━━━━━ PASSAGE

Now there are at least 1,200 new writers who have been unleashed on the internet by Bush (each paying about $350 for the course). His program, called Ship 30 for 30 (referencing the word “ship” as a synonym for publishing), challenges participants to post 30 micro-essays, of 250 words each, on Twitter in 30 days. The package includes training sessions taught with help from his friend Nicolas Cole, an author and online media entrepreneur who got his start by becoming a top writer on Quora.

Along with helping newbie writers get more comfortable putting their thoughts out for the world to consume, the program promotes an ethos: Legacy media and gatekeepers are out; engagement-driven content and self-made creators are in.  

“What the internet enables you is to get rapid fire feedback on potential ideas,” Bush explained. “So you don't have to wait for this giant epiphany, you can test a lot of small things, and then double down on what's working.”

Although I’ve been writing professionally as a journalist for about 16 years, I decided to try out Bush’s course. The experience was refreshing. It was especially enjoyable to connect with other “shippers,” who were enthusiastic about practicing their craft, and dedicated to giving each other feedback. This is a far cry from the cynicism you often find in traditional publishing, where the norm is getting ignored by overworked editors perched on ivory towers.

━━━━━━━━━━
━━━━━ EXCERPTED DATA

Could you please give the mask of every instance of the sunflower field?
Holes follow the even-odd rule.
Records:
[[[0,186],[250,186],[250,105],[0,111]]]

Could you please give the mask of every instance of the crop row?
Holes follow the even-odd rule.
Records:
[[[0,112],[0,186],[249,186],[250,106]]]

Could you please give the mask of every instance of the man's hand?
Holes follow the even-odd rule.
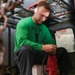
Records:
[[[51,52],[53,54],[56,53],[56,45],[46,44],[42,45],[42,50],[45,52]]]

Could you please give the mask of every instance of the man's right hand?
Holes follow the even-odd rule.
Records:
[[[45,51],[45,52],[56,53],[56,45],[52,45],[52,44],[42,45],[42,50]]]

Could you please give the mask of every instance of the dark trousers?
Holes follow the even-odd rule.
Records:
[[[72,69],[72,63],[70,61],[68,52],[64,48],[57,48],[56,56],[58,60],[58,66],[60,71],[65,72]],[[15,63],[17,64],[21,75],[32,75],[32,66],[34,64],[42,64],[42,61],[48,53],[44,51],[33,50],[29,45],[25,45],[19,48],[15,53]],[[45,58],[45,63],[47,61]]]

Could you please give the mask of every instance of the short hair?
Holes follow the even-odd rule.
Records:
[[[41,7],[41,6],[44,6],[45,9],[47,9],[47,10],[50,11],[50,5],[49,5],[48,2],[46,2],[46,1],[40,1],[36,7]]]

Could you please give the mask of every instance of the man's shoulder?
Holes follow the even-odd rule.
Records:
[[[25,23],[30,21],[31,17],[22,18],[19,22]]]

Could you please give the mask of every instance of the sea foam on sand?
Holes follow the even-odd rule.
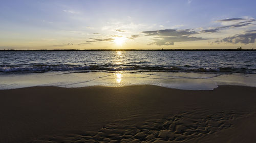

━━━━━━━━━━

#### DIRECTION:
Echo the passage above about the Ship 30 for 30 writing course verbatim, starting at "Although I’ve been" and ending at "on ivory towers.".

#### SOLUTION TO THIS PROBLEM:
Although I’ve been writing professionally as a journalist for about 16 years, I decided to try out Bush’s course. The experience was refreshing. It was especially enjoyable to connect with other “shippers,” who were enthusiastic about practicing their craft, and dedicated to giving each other feedback. This is a far cry from the cynicism you often find in traditional publishing, where the norm is getting ignored by overworked editors perched on ivory towers.